*** TEXTE À ÉTUDIER ***

Manifestation anti-Trump : « Il y a tellement de choses qu’on ne peut pas tout mettre sur un morceau de carton »
Au lendemain de la seconde investiture de Donald Trump en janvier, Mary Blanchet participait à une marche contre le retour au pouvoir du milliardaire. « Il n’y avait pas grand monde », admet-elle volontiers. Mais près de trois mois plus tard, le vent a tourné.
Samedi 5 avril, la New-Yorkaise est descendue dans la rue pour participer à l’opération « Hands off ! » (« Bas les pattes ! ») décrite comme la plus grande mobilisation du second mandat de Donald Trump. Plus de 1 400 événements, avec 250 000 inscrit·es, étaient organisés dans tout le pays et à l’étranger, à l’appel de différents groupes, comme les mouvements pro-démocratie 50501 et Indivisible, pour manifester contre les politiques du républicain et son riche complice Elon Musk.
À New York, des dizaines de milliers de personnes ont défilé sur la 5e Avenue, brandissant des pancartes sur lesquelles on pouvait lire « Le silence n’est pas une option », « Pas touche à la démocratie » ou encore voir des photos retouchées des deux hommes en uniformes nazis.
Même des images de pingouins ont fait leur apparition, clin d’oeil aux îles australiennes Heard-et-MacDonald devenues le symbole de l’incompétence du locataire de la Maison-Blanche. En effet, exclusivement peuplées de ces oiseaux de mer, elles se sont mystérieusement retrouvées sur la liste des territoires visés par ses droits de douane de 10 %.
« On a l’impression de renouer avec l’énergie de la première Marche des femmes », se félicite Mary Blanchet, en référence à la gigantesque manifestation qui a eu lieu après l’entrée en fonction de Trump en 2017. Acte fondateur de la « résistance », celle-ci avait rassemblé autour de 1 % de la population états-unienne dans plusieurs grandes villes. « La démocratie américaine est en danger et la Russie se frotte les mains. Chaque jour apporte son lot de raisons d’être en colère, souffle-t-elle. Le mécontentement ne peut que grandir. »
L’opération clôt une bonne semaine pour le camp anti-Trump. Lundi et mardi, le sénateur démocrate du New Jersey, Cory Booker, a livré un discours de vingt-cinq heures devant ses collègues pour condamner les actions du gouvernement. L’exploit oratoire a requinqué des sympathisant·es démocrates qui se lamentaient de l’inaction de leurs représentant·es au Congrès.
Mardi, la gauche a connu un succès électoral majeur : l’élection de la juge progressiste Susan Crawford à la Cour suprême du Wisconsin, l’un des « swing states » de la présidentielle que Donald Trump a remporté en 2016 et 2024. Elon Musk avait déboursé plus de 20 millions de dollars pour soutenir le candidat conservateur et s’était rendu sur place pour faire campagne avec un chapeau en forme de fromage (le produit local phare) sur la tête. Mais ses millions n’ont pas été suffisants. La juge Crawford a dépassé les scores de Kamala Harris dans cet État clé pour s’imposer facilement face à son adversaire.

***

- TRAVAIL DEMANDÉ -
- 1) Dans l'article sur la manifestation anti-Trump, pourquoi des images de pingouins ont-elles fait leur apparition dans le cortège ? Répondez en une à trois phrases.
- 2) Recopiez mot pour mot, dans l'article sur la manifestation anti-Trump, le passage qui va de « Au lendemain de » jusqu'à « vent a tourné. ».
Les enregistrements ne servent pas pour ce travail.

*** DONNÉES FOURNIES ***

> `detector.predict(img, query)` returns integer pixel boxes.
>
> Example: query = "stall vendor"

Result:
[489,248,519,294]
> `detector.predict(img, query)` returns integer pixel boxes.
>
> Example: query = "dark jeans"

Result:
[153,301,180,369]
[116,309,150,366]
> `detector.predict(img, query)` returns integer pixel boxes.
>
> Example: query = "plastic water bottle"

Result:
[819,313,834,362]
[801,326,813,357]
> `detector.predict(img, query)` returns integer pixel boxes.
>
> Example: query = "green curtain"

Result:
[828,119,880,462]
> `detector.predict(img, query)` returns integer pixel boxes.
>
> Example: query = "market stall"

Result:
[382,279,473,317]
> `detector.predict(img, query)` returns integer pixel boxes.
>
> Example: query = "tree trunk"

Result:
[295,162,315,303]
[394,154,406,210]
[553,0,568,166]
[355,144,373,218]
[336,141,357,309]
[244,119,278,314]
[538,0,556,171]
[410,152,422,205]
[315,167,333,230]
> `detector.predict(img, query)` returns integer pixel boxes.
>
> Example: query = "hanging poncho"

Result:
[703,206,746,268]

***

- CORRIGÉ DES EXERCICES -
- 1) Ces images étaient un clin d'œil aux îles australiennes Heard-et-MacDonald, devenues le symbole de l'incompétence du locataire de la Maison-Blanche. Exclusivement peuplées de ces oiseaux de mer, elles se sont mystérieusement retrouvées sur la liste des territoires visés par ses droits de douane de 10 %.

- 2)
Au lendemain de la seconde investiture de Donald Trump en janvier, Mary Blanchet participait à une marche contre le retour au pouvoir du milliardaire. « Il n’y avait pas grand monde », admet-elle volontiers. Mais près de trois mois plus tard, le vent a tourné.